*Task to carry out*. Copy the material below word for word, keeping every line in its original order and form.

*Excerpted records*.
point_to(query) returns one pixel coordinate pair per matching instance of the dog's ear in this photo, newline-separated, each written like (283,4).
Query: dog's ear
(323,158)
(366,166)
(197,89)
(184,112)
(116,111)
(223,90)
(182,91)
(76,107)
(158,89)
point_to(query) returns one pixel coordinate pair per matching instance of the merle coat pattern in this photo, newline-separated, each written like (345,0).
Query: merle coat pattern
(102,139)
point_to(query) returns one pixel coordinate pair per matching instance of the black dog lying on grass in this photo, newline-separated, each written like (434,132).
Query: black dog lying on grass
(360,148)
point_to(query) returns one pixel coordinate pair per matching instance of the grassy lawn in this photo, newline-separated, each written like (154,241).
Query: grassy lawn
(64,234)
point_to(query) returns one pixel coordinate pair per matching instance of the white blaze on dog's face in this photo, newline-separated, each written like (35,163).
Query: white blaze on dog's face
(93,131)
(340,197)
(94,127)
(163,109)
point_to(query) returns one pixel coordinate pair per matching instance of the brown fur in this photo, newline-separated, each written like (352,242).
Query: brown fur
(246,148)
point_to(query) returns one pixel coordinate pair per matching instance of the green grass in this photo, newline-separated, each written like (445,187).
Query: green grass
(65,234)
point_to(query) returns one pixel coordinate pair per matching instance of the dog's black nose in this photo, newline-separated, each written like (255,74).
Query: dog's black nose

*Written solution*.
point_to(query) returns one pixel coordinate pair per matching instance of the dog's ear in this photo, newline-separated, each written like (283,4).
Query: dog's ear
(323,158)
(366,166)
(197,89)
(184,112)
(116,111)
(223,90)
(182,91)
(76,107)
(158,89)
point_to(query) returns one pixel coordinate pair per matching instance of the merle coat pattern in this photo, newline-separated, each written like (345,0).
Query: merle coat pattern
(102,139)
point_to(query) returns one pixel coordinate pair per matching instance of the black dog lying on grass in this photo, newline-separated, each written like (434,132).
Query: black dog lying on grass
(360,148)
point_to(query) returns one pixel coordinate pair per matching instance of the grassy lawn in this photo, newline-separated, each written like (154,241).
Query: grassy lawn
(64,234)
point_to(query) returns one pixel coordinate pair per matching instance of the white blaze on dog's face in this photo, newline-separated, each written like (35,163).
Query: white blaze on dog's face
(93,131)
(340,197)
(94,127)
(163,109)
point_to(query) returns one pixel coordinate pair per matching instance of the brown fur in this photo, newline-separated, each written like (352,242).
Query: brown fur
(246,148)
point_to(query) returns one pixel coordinate pair per matching instance of the green grass in this photo, newline-separated, each written like (445,187).
Query: green grass
(65,234)
point_to(query) returns one pixel coordinate pair per matching instance of the dog's black nose in this photo, newline-separated, each written like (255,74).
Query: dog's black nose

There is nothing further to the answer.